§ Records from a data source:

━━━━━━━━━━━━━━━━━━━━━━━━━━━━━━

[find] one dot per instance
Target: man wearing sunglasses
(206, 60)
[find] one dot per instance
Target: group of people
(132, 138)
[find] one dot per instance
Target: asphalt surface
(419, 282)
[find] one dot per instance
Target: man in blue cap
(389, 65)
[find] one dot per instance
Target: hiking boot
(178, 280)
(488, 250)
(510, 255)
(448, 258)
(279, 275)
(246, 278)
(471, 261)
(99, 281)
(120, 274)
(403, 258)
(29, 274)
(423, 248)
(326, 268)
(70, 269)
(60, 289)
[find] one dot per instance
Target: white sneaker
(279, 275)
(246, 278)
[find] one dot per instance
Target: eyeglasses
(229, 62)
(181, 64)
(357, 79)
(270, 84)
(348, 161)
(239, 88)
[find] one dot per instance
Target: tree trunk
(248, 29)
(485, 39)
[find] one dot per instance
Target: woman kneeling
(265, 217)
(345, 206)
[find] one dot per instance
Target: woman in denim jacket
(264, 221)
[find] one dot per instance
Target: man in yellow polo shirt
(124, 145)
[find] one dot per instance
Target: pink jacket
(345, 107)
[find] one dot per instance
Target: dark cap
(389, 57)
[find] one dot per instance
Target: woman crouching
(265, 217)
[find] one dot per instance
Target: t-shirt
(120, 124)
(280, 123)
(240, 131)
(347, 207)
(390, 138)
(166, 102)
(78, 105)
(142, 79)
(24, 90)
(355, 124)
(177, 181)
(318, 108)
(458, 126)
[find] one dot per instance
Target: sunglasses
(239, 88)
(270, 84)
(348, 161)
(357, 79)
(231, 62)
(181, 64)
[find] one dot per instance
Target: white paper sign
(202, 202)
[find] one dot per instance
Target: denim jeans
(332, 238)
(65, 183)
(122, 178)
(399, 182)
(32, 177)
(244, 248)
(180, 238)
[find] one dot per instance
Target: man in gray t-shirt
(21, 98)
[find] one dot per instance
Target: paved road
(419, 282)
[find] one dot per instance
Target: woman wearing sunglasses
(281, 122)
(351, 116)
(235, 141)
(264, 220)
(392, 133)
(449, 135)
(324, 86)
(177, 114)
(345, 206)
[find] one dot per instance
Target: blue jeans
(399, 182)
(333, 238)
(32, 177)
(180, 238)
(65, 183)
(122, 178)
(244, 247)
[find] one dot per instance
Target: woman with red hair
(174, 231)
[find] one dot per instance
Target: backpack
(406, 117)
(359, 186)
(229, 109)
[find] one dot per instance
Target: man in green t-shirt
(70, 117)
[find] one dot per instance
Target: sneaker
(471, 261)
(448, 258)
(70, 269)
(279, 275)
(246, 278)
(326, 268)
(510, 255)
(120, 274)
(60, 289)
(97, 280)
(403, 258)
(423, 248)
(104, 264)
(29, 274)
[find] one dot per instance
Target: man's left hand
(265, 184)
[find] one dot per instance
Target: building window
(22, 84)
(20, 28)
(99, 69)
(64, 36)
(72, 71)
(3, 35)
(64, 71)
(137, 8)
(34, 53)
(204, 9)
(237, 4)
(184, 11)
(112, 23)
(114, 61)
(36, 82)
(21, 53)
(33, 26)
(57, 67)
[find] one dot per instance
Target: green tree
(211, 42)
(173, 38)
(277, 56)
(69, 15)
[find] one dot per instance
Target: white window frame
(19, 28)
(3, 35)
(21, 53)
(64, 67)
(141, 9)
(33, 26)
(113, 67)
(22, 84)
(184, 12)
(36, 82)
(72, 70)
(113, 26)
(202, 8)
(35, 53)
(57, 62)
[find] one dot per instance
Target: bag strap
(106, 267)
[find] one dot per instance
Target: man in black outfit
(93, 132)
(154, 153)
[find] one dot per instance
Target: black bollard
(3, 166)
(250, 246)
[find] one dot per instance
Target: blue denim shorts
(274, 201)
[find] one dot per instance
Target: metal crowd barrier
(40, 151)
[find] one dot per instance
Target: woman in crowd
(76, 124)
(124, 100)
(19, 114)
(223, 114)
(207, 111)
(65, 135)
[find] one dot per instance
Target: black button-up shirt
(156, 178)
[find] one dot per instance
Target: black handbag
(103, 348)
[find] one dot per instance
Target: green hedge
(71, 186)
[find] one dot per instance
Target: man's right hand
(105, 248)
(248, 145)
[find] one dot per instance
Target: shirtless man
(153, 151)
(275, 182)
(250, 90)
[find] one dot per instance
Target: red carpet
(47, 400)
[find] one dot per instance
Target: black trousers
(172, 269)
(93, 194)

━━━━━━━━━━━━━━━━━━━━━━━━━━━━━━

§ What to work on: Print every record above once more, exactly as written.

§ Task output:
[find] one dot per instance
Target: man wearing sunglasses
(206, 60)
[find] one dot per instance
Target: group of people
(132, 138)
[find] one dot per instance
Target: asphalt surface
(419, 282)
[find] one dot per instance
Target: man in blue cap
(389, 65)
[find] one dot per instance
Target: hiking boot
(178, 280)
(488, 250)
(510, 255)
(448, 258)
(279, 275)
(246, 278)
(471, 261)
(99, 281)
(120, 274)
(403, 258)
(29, 274)
(423, 248)
(326, 268)
(70, 269)
(60, 289)
[find] one dot per instance
Target: white sneaker
(279, 275)
(246, 278)
[find] one dot per instance
Target: eyeglasses
(229, 62)
(181, 64)
(357, 79)
(270, 84)
(348, 161)
(239, 88)
[find] one dot per instance
Target: tree trunk
(248, 29)
(485, 39)
[find] one dot per instance
Target: woman kneeling
(265, 217)
(345, 206)
[find] one dot per instance
Target: woman in denim jacket
(264, 221)
[find] one dot per instance
Target: man in yellow polo shirt
(124, 145)
[find] one dot per instance
Target: pink jacket
(345, 107)
[find] one dot per instance
Target: dark cap
(389, 57)
[find] one dot per instance
Target: woman crouching
(265, 217)
[find] one dot per instance
Target: t-shirt
(120, 124)
(280, 123)
(240, 131)
(347, 207)
(390, 138)
(166, 102)
(78, 105)
(142, 79)
(24, 90)
(355, 124)
(177, 181)
(318, 108)
(458, 126)
[find] one dot per instance
Target: sunglasses
(239, 88)
(270, 84)
(348, 161)
(357, 79)
(231, 62)
(181, 64)
[find] one dot per instance
Target: white paper sign
(202, 202)
[find] one dot per instance
Target: denim jeans
(332, 238)
(65, 183)
(122, 178)
(399, 182)
(32, 177)
(244, 248)
(180, 238)
[find] one dot per instance
Target: man in gray t-shirt
(21, 98)
[find] one dot per instance
Target: paved road
(419, 282)
[find] one dot per instance
Target: woman wearing sunglasses
(281, 122)
(351, 116)
(235, 141)
(264, 220)
(392, 133)
(449, 135)
(324, 86)
(177, 114)
(345, 206)
[find] one dot per instance
Target: blue jeans
(399, 182)
(333, 238)
(32, 177)
(180, 238)
(65, 183)
(122, 178)
(244, 247)
[find] one dot per instance
Target: woman with red hair
(174, 231)
[find] one dot per instance
Target: backpack
(406, 117)
(359, 186)
(229, 109)
[find] one dot per instance
Target: man in green t-shirt
(70, 117)
[find] one dot per instance
Target: sneaker
(471, 261)
(448, 258)
(70, 269)
(279, 275)
(246, 278)
(326, 268)
(510, 255)
(120, 274)
(60, 289)
(97, 280)
(403, 258)
(423, 248)
(104, 264)
(29, 274)
[find] one dot per instance
Target: man's left hand
(265, 184)
[find] one dot per instance
Target: building window
(22, 84)
(20, 28)
(99, 69)
(64, 36)
(72, 71)
(3, 35)
(64, 71)
(137, 8)
(34, 53)
(204, 9)
(237, 4)
(184, 11)
(112, 23)
(114, 61)
(36, 82)
(21, 53)
(33, 26)
(57, 67)
[find] one dot per instance
Target: green tree
(211, 42)
(173, 38)
(277, 56)
(69, 15)
[find] one dot per instance
Target: white window frame
(19, 28)
(3, 35)
(21, 53)
(64, 67)
(141, 9)
(33, 26)
(113, 67)
(22, 84)
(184, 12)
(36, 82)
(72, 70)
(113, 26)
(202, 8)
(35, 53)
(57, 62)
[find] one dot per instance
Target: bag strap
(106, 267)
[find] one dot per instance
Target: man in black outfit
(93, 132)
(154, 153)
[find] one dot per instance
Target: black bollard
(3, 166)
(250, 246)
[find] one dot per instance
Target: blue denim shorts
(274, 201)
[find] one dot per instance
Target: metal crowd barrier
(40, 151)
[find] one dot per instance
Target: woman in crowd
(76, 124)
(124, 100)
(19, 114)
(223, 114)
(207, 111)
(65, 135)
[find] one dot per instance
Target: black button-up shirt
(156, 178)
[find] one dot per instance
Target: black handbag
(103, 348)
[find] one dot per instance
Target: green hedge
(71, 186)
[find] one dot per instance
Target: man's right hand
(105, 248)
(248, 145)
[find] one dot per instance
Target: shirtless man
(153, 151)
(275, 182)
(250, 90)
[find] one dot per instance
Target: red carpet
(47, 400)
[find] one dot per instance
Target: black trousers
(172, 269)
(93, 194)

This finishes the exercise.